**Provided text**
Hillary's political advisers, like Mandy Grunwald who advised Bill Clinton in his first bid for the Presidency, have made little secret that the tactic in the first stages of her campaign is to "bore" the media so that the circus aspect quickly winds down. There are 16 months to go in this campaign and it would drive everyone crazy if this week's media intensity were to keep going.
George Stephanopoulos, another former political adviser to President Clinton, who is in disfavour after his book on his years in the White House, has urged the First Lady "to become such an ordinary part of the New York landscape that reporters no longer think of you as a curiosity. In fact you actually want the press to get a little bored of you personally. Once the thrill is gone, they'll start writing about your ideas and not just your celebrity."
This could be risky. The tabloid New York Post, owned by Rupert Murdoch, loathes the Clintons and now that Hillary, whom it calls "Hil", has dared to seek office in the Big Apple the newspaper is tearing into her as if she was Vlad the Impaler. "She'd be nothing but an empty carpetbag," crowed one headline this week, while on another page a columnist wrote about a "deeper disorder afflicting the First Lady, a woman so deluded, she believes she can bend the rules, stomp on friends and squander taxpayer money without penalty".
The Post won't let this campaign become boring, and Rudy Giuliani will not let go of the carpetbagger sneer. And there is genuine unease about a First Lady campaigning with White House privileges.
In 1994, Robert F. Kennedy was also labelled a carpetbagger when he ran for the Senate from New York, but he won the seat with the help of the Lyndon Johnson landslide that year against Barry Goldwater.
This could be a much tougher race for Hillary Clinton. The early favourable poll ratings for her against Giuliani have now moved downwards. Even some Democrats are grumbling about the "Clinton fatigue" factor. "Why don't the Clintons just go home to Arkansas and build a presidential library?" can be heard even from some liberal Democrats.
That will be his future role. She has her sights just now on being junior senator from the Empire State.

**Set of tasks**
[1] Answer these questions from the article on Hillary Clinton's Senate campaign:
(a) Who owns the New York Post?
(b) How many months remain in the campaign?
(c) What name does the Post use for Hillary Clinton?
[2] Summarize the article on Hillary Clinton's Senate campaign in two sentences.
[3] Repeat the part of the article on Hillary Clinton's Senate campaign between "This could be a" and "the Empire State.", inclusive, and swap "Arkansas" for "Little Rock".
Answer using only the text above.

**Supplied entries**
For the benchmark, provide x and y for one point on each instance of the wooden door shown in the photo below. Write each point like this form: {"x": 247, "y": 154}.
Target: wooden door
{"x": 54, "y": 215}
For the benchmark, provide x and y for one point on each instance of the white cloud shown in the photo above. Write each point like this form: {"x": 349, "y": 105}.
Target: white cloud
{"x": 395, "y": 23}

==

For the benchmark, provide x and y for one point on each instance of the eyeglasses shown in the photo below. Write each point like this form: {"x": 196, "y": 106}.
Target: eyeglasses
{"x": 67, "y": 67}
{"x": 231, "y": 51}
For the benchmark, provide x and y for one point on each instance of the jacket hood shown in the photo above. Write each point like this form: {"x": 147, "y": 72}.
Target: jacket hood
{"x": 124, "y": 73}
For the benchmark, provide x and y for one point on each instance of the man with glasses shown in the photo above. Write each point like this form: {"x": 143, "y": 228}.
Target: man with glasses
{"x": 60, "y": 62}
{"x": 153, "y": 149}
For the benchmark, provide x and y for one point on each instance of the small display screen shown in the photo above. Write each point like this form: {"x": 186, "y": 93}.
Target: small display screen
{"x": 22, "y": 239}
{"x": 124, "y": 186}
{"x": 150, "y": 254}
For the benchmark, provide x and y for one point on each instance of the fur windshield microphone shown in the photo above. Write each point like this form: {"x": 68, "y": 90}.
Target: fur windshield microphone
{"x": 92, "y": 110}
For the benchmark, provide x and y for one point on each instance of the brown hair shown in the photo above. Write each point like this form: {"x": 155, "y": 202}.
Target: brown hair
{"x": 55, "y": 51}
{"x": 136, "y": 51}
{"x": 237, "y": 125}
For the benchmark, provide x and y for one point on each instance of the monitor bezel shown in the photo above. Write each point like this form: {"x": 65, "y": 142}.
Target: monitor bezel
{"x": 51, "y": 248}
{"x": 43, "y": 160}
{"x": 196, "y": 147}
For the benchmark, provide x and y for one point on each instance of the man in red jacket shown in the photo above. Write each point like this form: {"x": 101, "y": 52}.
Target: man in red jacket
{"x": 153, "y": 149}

---

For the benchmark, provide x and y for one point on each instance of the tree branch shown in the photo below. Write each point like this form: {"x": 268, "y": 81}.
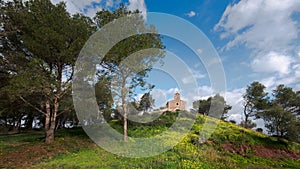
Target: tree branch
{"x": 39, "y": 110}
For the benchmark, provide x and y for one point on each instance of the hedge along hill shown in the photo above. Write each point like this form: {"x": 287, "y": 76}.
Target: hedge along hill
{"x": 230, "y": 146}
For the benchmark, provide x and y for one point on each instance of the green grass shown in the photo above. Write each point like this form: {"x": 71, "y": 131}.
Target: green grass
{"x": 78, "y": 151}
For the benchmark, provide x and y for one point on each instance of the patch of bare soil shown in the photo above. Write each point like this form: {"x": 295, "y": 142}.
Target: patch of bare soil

**Written responses**
[1]
(a) Rupert Murdoch
(b) 16 months
(c) "Hil"

[2] Hillary Clinton's advisers aim to bore the media so that the circus around her campaign winds down, but the New York Post won't let the campaign become boring, and Rudy Giuliani will not let go of the carpetbagger sneer. With her early favorable poll ratings against Giuliani moving downward and even some Democrats grumbling about "Clinton fatigue," this could be a much tougher race for her.

[3]
This could be a much tougher race for Hillary Clinton. The early favourable poll ratings for her against Giuliani have now moved downwards. Even some Democrats are grumbling about the "Clinton fatigue" factor. "Why don't the Clintons just go home to Little Rock and build a presidential library?" can be heard even from some liberal Democrats.
That will be his future role. She has her sights just now on being junior senator from the Empire State.